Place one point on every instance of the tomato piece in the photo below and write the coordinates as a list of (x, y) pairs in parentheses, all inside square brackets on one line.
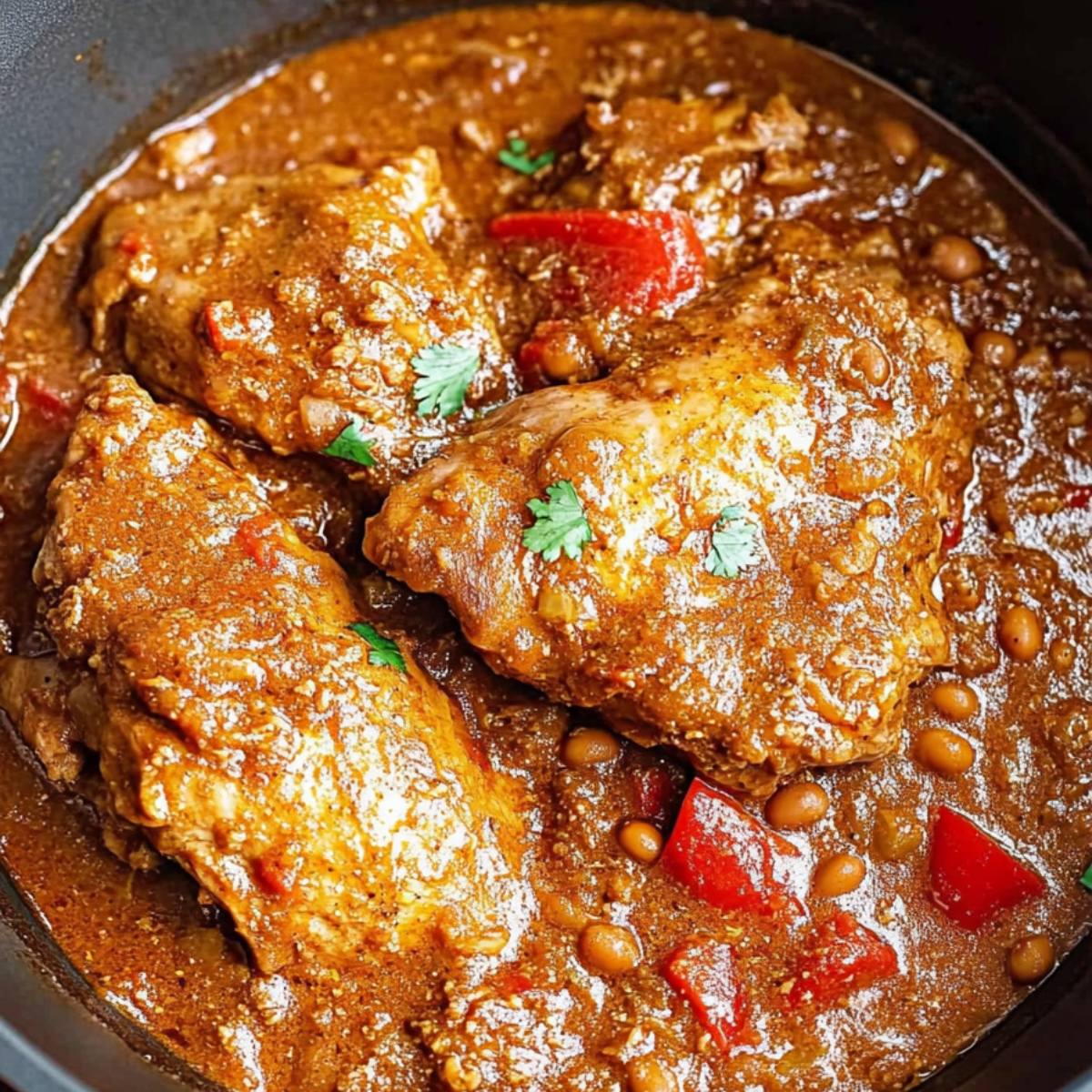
[(1080, 496), (274, 875), (842, 956), (634, 261), (509, 983), (951, 533), (703, 971), (50, 404), (260, 540), (725, 856), (225, 328), (134, 243), (973, 878)]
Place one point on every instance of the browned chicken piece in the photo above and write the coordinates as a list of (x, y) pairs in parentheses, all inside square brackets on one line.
[(298, 305), (306, 774), (722, 164), (732, 538), (710, 157)]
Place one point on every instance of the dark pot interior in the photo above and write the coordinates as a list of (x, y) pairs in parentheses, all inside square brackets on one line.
[(83, 80)]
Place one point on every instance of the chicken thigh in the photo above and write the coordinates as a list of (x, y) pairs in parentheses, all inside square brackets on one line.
[(303, 308), (294, 759), (726, 545)]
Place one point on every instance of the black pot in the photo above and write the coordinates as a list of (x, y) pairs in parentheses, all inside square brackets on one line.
[(66, 120)]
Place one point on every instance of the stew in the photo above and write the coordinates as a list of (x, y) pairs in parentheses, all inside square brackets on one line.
[(547, 549)]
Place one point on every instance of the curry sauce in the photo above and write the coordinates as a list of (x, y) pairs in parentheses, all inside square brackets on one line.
[(618, 976)]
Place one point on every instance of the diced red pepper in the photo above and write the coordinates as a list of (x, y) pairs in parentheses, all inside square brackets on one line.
[(722, 854), (842, 956), (134, 243), (274, 875), (50, 404), (513, 982), (224, 327), (951, 533), (973, 879), (1080, 496), (703, 971), (634, 261), (259, 538)]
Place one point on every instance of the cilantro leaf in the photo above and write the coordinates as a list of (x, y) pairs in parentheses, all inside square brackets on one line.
[(446, 371), (385, 652), (561, 523), (734, 545), (516, 157), (353, 445)]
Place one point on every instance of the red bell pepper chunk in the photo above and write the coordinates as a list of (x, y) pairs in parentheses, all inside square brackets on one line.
[(951, 533), (225, 328), (511, 983), (274, 875), (260, 540), (842, 956), (973, 879), (634, 261), (52, 405), (1080, 496), (703, 972), (724, 855)]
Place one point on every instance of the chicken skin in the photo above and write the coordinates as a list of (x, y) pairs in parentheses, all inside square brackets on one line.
[(727, 544), (301, 305), (293, 759)]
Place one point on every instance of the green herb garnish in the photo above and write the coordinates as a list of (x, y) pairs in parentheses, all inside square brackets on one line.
[(385, 652), (446, 371), (561, 523), (734, 544), (352, 445), (516, 157)]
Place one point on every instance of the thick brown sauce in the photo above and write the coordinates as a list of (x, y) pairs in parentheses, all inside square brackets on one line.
[(143, 942)]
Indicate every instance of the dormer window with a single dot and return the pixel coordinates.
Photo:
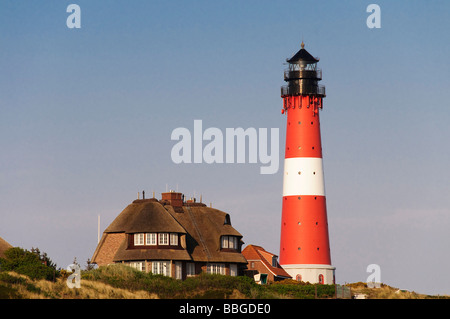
(155, 240)
(138, 239)
(163, 239)
(151, 239)
(229, 242)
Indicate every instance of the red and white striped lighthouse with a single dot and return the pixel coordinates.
(304, 244)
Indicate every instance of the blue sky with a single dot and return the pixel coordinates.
(86, 117)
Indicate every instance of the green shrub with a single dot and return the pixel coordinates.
(29, 263)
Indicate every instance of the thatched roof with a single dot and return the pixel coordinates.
(205, 226)
(4, 245)
(146, 215)
(253, 252)
(201, 225)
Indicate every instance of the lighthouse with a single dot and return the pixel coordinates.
(304, 244)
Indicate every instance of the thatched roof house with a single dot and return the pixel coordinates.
(261, 261)
(172, 237)
(4, 245)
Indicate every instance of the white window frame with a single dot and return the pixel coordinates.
(161, 267)
(139, 239)
(163, 239)
(174, 239)
(230, 242)
(151, 239)
(190, 269)
(224, 243)
(216, 268)
(139, 265)
(233, 270)
(178, 270)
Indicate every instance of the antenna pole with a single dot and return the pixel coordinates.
(98, 230)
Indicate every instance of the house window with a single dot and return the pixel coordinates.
(233, 269)
(230, 242)
(190, 269)
(151, 239)
(139, 265)
(163, 239)
(174, 239)
(178, 270)
(161, 268)
(216, 269)
(139, 239)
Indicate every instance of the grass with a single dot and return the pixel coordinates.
(122, 282)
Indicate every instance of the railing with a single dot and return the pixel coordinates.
(298, 90)
(302, 74)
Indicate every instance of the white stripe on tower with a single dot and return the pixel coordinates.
(303, 176)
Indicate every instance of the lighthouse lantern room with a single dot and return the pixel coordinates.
(304, 244)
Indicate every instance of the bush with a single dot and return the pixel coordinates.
(29, 263)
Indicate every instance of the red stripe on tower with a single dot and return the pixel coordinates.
(304, 244)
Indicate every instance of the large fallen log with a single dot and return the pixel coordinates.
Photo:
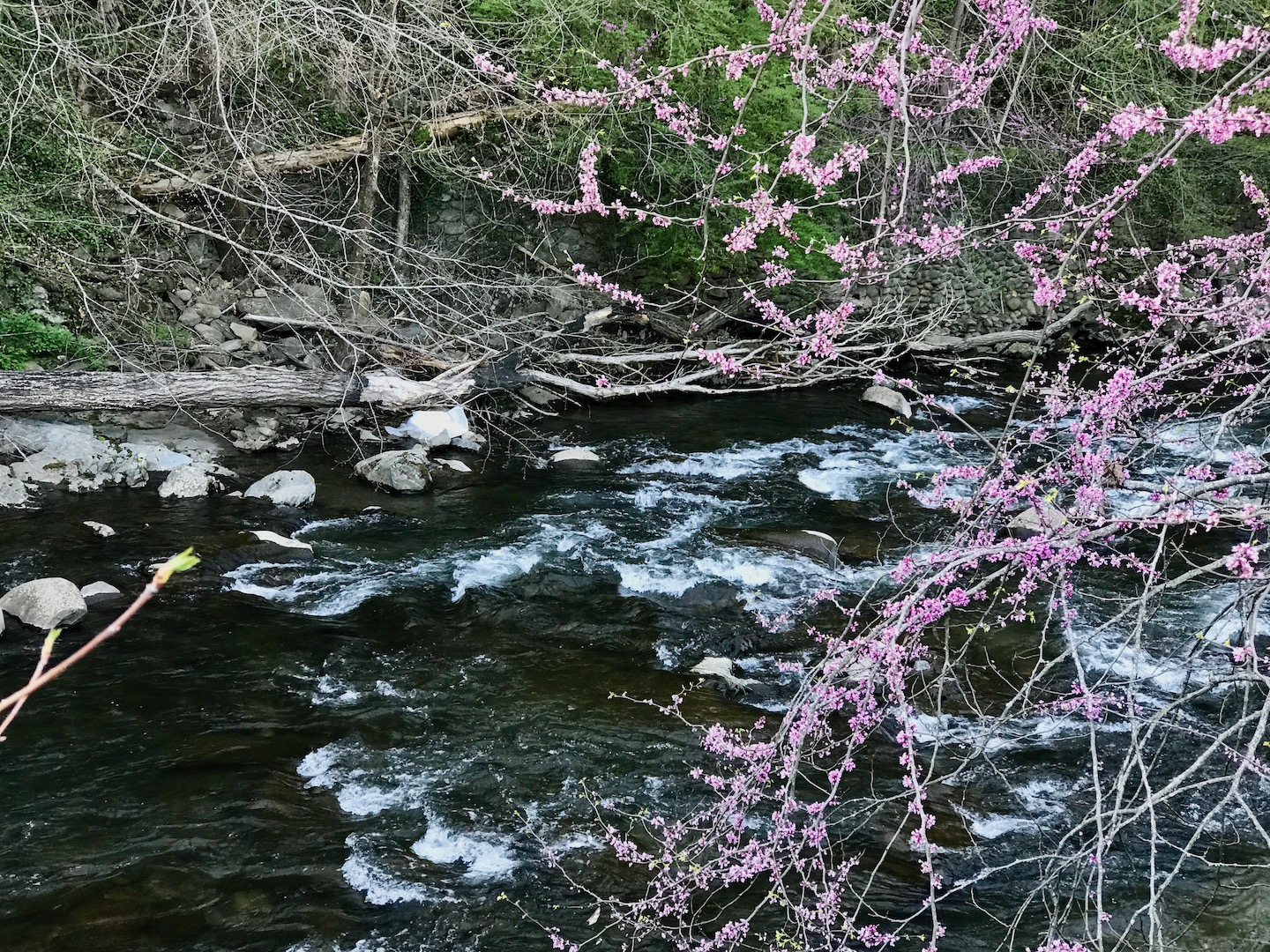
(26, 391)
(311, 158)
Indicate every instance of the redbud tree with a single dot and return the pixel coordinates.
(1114, 492)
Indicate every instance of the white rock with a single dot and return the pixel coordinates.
(576, 455)
(1041, 519)
(11, 492)
(286, 542)
(45, 603)
(68, 452)
(98, 593)
(721, 668)
(891, 398)
(285, 487)
(433, 428)
(190, 481)
(158, 458)
(399, 470)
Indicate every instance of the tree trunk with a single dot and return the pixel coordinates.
(23, 391)
(404, 182)
(295, 160)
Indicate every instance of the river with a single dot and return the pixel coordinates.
(374, 750)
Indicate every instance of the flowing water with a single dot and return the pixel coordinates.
(376, 749)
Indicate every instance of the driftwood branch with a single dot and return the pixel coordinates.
(295, 160)
(31, 391)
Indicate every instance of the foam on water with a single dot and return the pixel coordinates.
(365, 788)
(996, 825)
(735, 462)
(992, 736)
(363, 873)
(482, 856)
(329, 591)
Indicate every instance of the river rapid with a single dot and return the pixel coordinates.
(375, 750)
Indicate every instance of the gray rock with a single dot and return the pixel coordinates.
(158, 457)
(306, 302)
(243, 333)
(1041, 519)
(45, 603)
(540, 397)
(576, 457)
(100, 593)
(891, 398)
(398, 470)
(285, 487)
(190, 481)
(68, 452)
(11, 492)
(213, 335)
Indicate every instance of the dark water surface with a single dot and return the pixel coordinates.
(367, 750)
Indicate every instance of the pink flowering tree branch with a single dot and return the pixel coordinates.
(1035, 612)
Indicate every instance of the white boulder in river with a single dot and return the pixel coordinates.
(45, 603)
(399, 470)
(100, 593)
(285, 487)
(888, 398)
(576, 457)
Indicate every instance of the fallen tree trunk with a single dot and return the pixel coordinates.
(294, 160)
(22, 391)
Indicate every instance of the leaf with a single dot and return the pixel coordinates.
(179, 562)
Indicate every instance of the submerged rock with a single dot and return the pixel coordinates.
(433, 428)
(398, 470)
(190, 481)
(11, 492)
(1041, 519)
(892, 398)
(273, 539)
(69, 453)
(285, 487)
(721, 668)
(100, 593)
(576, 458)
(227, 551)
(46, 603)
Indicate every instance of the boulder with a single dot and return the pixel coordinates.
(1042, 519)
(721, 668)
(190, 481)
(892, 398)
(100, 593)
(285, 487)
(68, 453)
(273, 539)
(11, 492)
(576, 458)
(433, 428)
(45, 603)
(398, 470)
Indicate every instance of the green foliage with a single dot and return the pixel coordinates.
(25, 338)
(42, 193)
::::
→ **Exercise details**:
Convert all the entries above into a Markdown table with two columns, Row and Line, giving each non-blank line a row number and skipping blank lines. Leave the pictures out of the table.

→ **Written reply**:
| Row | Line |
|---|---|
| 1 | Place one point on every instance of the tomato piece in the photo below and write the coordinates as a list of (x, y) pairs in parentheses, all inside square brackets on one line. |
| 2 | [(1080, 496), (274, 875), (842, 956), (634, 261), (509, 983), (951, 533), (703, 971), (50, 404), (260, 540), (725, 856), (225, 328), (134, 243), (973, 878)] |
| 3 | Place one point on every instance of the browned chicken piece in the photo above and write the coordinates as a list of (x, y) pairs in parentheses, all inside square brackets on one line. |
| 4 | [(298, 305), (306, 774), (722, 164), (732, 538), (710, 157)] |
| 5 | Place one point on every instance of the dark pot interior in the photo above and write the coordinates as a list of (x, y) pairs in parentheses, all inside square brackets on one line. |
| 6 | [(83, 80)] |
| 7 | Place one point on every instance of the chicken thigh in the photo above and write the coordinates as a list of (x, y) pairs in parentheses, all inside square brackets on one line. |
| 8 | [(303, 308), (294, 759), (726, 545)] |
| 9 | Place one point on every instance of the black pot in the photo above and write the coordinates as a list of (x, y) pairs in parentheses, all inside square brackets on one line. |
| 10 | [(66, 120)] |
| 11 | Place one point on every instance of the stew in the photo above and write the coordinates as a list of (x, y) pairs in parentheses, all inside square brackets on one line. |
| 12 | [(547, 549)] |
| 13 | Place one point on every instance of the curry sauce in the photo above and write the coordinates as a list of (x, y) pairs in parentheses, all inside square brackets on one line. |
| 14 | [(618, 976)] |
| 15 | Place one point on every instance of the diced red pepper in the photo above and write the coordinates as a list of (x, y) pairs in parentheses, all inside square brackets on one line. |
| 16 | [(722, 854), (842, 956), (134, 243), (274, 875), (50, 404), (513, 982), (224, 327), (951, 533), (973, 879), (1080, 496), (703, 971), (634, 261), (259, 538)] |
| 17 | Place one point on every instance of the cilantro leaf in the photo above and write the coordinates as a list of (x, y) pairs in parentheses, all inside square brackets on one line. |
| 18 | [(446, 371), (385, 652), (561, 523), (734, 545), (516, 157), (353, 445)] |
| 19 | Place one point on every instance of the red bell pepper chunk in the photo above and write the coordinates as a list of (x, y) pairs in parentheses, all inside square brackets on one line. |
| 20 | [(951, 533), (225, 328), (511, 983), (274, 875), (260, 540), (842, 956), (973, 879), (634, 261), (52, 405), (1080, 496), (703, 972), (724, 855)] |
| 21 | Place one point on every instance of the chicken skin in the photo above and write the coordinates as a list of (x, y) pairs in parentheses, all inside square brackets on one line. |
| 22 | [(727, 544), (301, 305), (293, 759)] |
| 23 | Place one point on every instance of the green herb garnish in the photo above and write the coordinates as a list of (x, y) pairs in parentheses, all inside square brackets on one line. |
| 24 | [(385, 652), (446, 371), (561, 523), (734, 544), (352, 445), (516, 157)] |
| 25 | Place one point on every instance of the thick brown sauce in the photo above and write the coordinates as a list of (x, y) pairs in parentheses, all inside square brackets on one line. |
| 26 | [(143, 942)] |
| 27 | Indicate every instance of the dormer window with a single dot and return the pixel coordinates. |
| 28 | Photo: |
| 29 | (155, 240) |
| 30 | (138, 239) |
| 31 | (163, 239) |
| 32 | (151, 239) |
| 33 | (229, 242) |
| 34 | Indicate every instance of the red and white striped lighthouse with a single dot and return the pixel coordinates. |
| 35 | (304, 244) |
| 36 | Indicate every instance of the blue sky with a single dot and return the pixel coordinates. |
| 37 | (86, 117) |
| 38 | Indicate every instance of the green shrub with a single dot and return the pixel coordinates. |
| 39 | (29, 263) |
| 40 | Indicate every instance of the thatched roof with a single dot and return the pixel coordinates. |
| 41 | (205, 226) |
| 42 | (4, 245) |
| 43 | (146, 215) |
| 44 | (253, 252) |
| 45 | (201, 225) |
| 46 | Indicate every instance of the lighthouse with a single dot and return the pixel coordinates. |
| 47 | (304, 244) |
| 48 | Indicate every instance of the thatched roof house with a single dot and return the pixel coordinates. |
| 49 | (261, 261) |
| 50 | (172, 237) |
| 51 | (4, 245) |
| 52 | Indicate every instance of the white window frame with a single dot and return the pixel coordinates. |
| 53 | (161, 267) |
| 54 | (139, 239) |
| 55 | (163, 239) |
| 56 | (174, 239) |
| 57 | (230, 242) |
| 58 | (151, 239) |
| 59 | (190, 269) |
| 60 | (224, 243) |
| 61 | (216, 268) |
| 62 | (139, 265) |
| 63 | (233, 270) |
| 64 | (178, 270) |
| 65 | Indicate every instance of the antenna pole with a single dot and return the pixel coordinates. |
| 66 | (98, 230) |
| 67 | Indicate every instance of the house window with a single dot and return the pixel coordinates. |
| 68 | (233, 269) |
| 69 | (230, 242) |
| 70 | (190, 269) |
| 71 | (151, 239) |
| 72 | (139, 265) |
| 73 | (163, 239) |
| 74 | (174, 239) |
| 75 | (178, 270) |
| 76 | (161, 268) |
| 77 | (216, 269) |
| 78 | (139, 239) |
| 79 | Indicate every instance of the grass with a single dot and return the pixel coordinates. |
| 80 | (122, 282) |
| 81 | Indicate every instance of the railing with a single dot and return the pixel coordinates. |
| 82 | (298, 90) |
| 83 | (302, 74) |
| 84 | Indicate every instance of the white stripe on tower with a single dot and return the pixel coordinates. |
| 85 | (303, 176) |
| 86 | Indicate every instance of the lighthouse lantern room with a single dot and return the pixel coordinates. |
| 87 | (304, 244) |
| 88 | Indicate every instance of the bush with a single dot and return the pixel coordinates. |
| 89 | (29, 263) |
| 90 | Indicate every instance of the red stripe on tower with a single dot and return the pixel coordinates. |
| 91 | (304, 244) |
| 92 | Indicate every instance of the large fallen log with a single dot and return the pixel coordinates. |
| 93 | Photo: |
| 94 | (26, 391) |
| 95 | (311, 158) |
| 96 | Indicate every instance of the redbud tree with a single dot and return the pixel coordinates. |
| 97 | (1114, 492) |
| 98 | Indicate every instance of the white rock with a single dot and return the pixel coordinates. |
| 99 | (576, 455) |
| 100 | (1041, 519) |
| 101 | (11, 492) |
| 102 | (286, 542) |
| 103 | (45, 603) |
| 104 | (68, 452) |
| 105 | (98, 593) |
| 106 | (721, 668) |
| 107 | (891, 398) |
| 108 | (285, 487) |
| 109 | (433, 428) |
| 110 | (190, 481) |
| 111 | (158, 458) |
| 112 | (399, 470) |
| 113 | Indicate every instance of the tree trunk with a single dot and return the pixel coordinates. |
| 114 | (23, 391) |
| 115 | (404, 182) |
| 116 | (295, 160) |
| 117 | Indicate every instance of the river with a single dot and return the pixel coordinates. |
| 118 | (374, 750) |
| 119 | Indicate every instance of the flowing water with a single dot and return the pixel coordinates. |
| 120 | (376, 749) |
| 121 | Indicate every instance of the driftwood branch with a single dot and return the pixel coordinates. |
| 122 | (295, 160) |
| 123 | (31, 391) |
| 124 | Indicate every instance of the foam on water with a single dot and return the pixel coordinates. |
| 125 | (365, 788) |
| 126 | (996, 825) |
| 127 | (735, 462) |
| 128 | (992, 736) |
| 129 | (363, 873) |
| 130 | (482, 856) |
| 131 | (329, 591) |
| 132 | Indicate every instance of the river rapid with a single dot and return the pixel coordinates. |
| 133 | (375, 750) |
| 134 | Indicate every instance of the gray rock with a single dot and return the pixel coordinates. |
| 135 | (158, 457) |
| 136 | (306, 302) |
| 137 | (243, 333) |
| 138 | (1041, 519) |
| 139 | (45, 603) |
| 140 | (540, 397) |
| 141 | (576, 457) |
| 142 | (100, 593) |
| 143 | (891, 398) |
| 144 | (398, 470) |
| 145 | (285, 487) |
| 146 | (190, 481) |
| 147 | (68, 452) |
| 148 | (11, 492) |
| 149 | (213, 335) |
| 150 | Indicate every instance of the dark water surface with a single dot and return the pixel coordinates. |
| 151 | (367, 750) |
| 152 | Indicate every instance of the pink flowering tree branch with a single dot and return the pixel coordinates. |
| 153 | (1035, 612) |
| 154 | Indicate every instance of the white boulder in river with a single dot and return the pixel coordinates. |
| 155 | (45, 603) |
| 156 | (399, 470) |
| 157 | (100, 593) |
| 158 | (285, 487) |
| 159 | (888, 398) |
| 160 | (576, 457) |
| 161 | Indicate every instance of the fallen tree trunk with a single dot and return the pixel coordinates. |
| 162 | (294, 160) |
| 163 | (22, 391) |
| 164 | Indicate every instance of the leaf with a single dot and return the pixel coordinates. |
| 165 | (179, 562) |
| 166 | Indicate every instance of the submerged rock with a single dot and return the pixel coordinates. |
| 167 | (433, 428) |
| 168 | (398, 470) |
| 169 | (190, 481) |
| 170 | (11, 492) |
| 171 | (1041, 519) |
| 172 | (892, 398) |
| 173 | (273, 539) |
| 174 | (69, 453) |
| 175 | (285, 487) |
| 176 | (721, 668) |
| 177 | (100, 593) |
| 178 | (576, 458) |
| 179 | (227, 551) |
| 180 | (46, 603) |
| 181 | Indicate every instance of the boulder with a single dot and return the pixel coordinates. |
| 182 | (1042, 519) |
| 183 | (721, 668) |
| 184 | (190, 481) |
| 185 | (892, 398) |
| 186 | (100, 593) |
| 187 | (285, 487) |
| 188 | (68, 453) |
| 189 | (273, 539) |
| 190 | (11, 492) |
| 191 | (576, 458) |
| 192 | (433, 428) |
| 193 | (45, 603) |
| 194 | (398, 470) |
| 195 | Indicate every instance of the green foliage with a single dot and return the pixel coordinates. |
| 196 | (25, 338) |
| 197 | (42, 193) |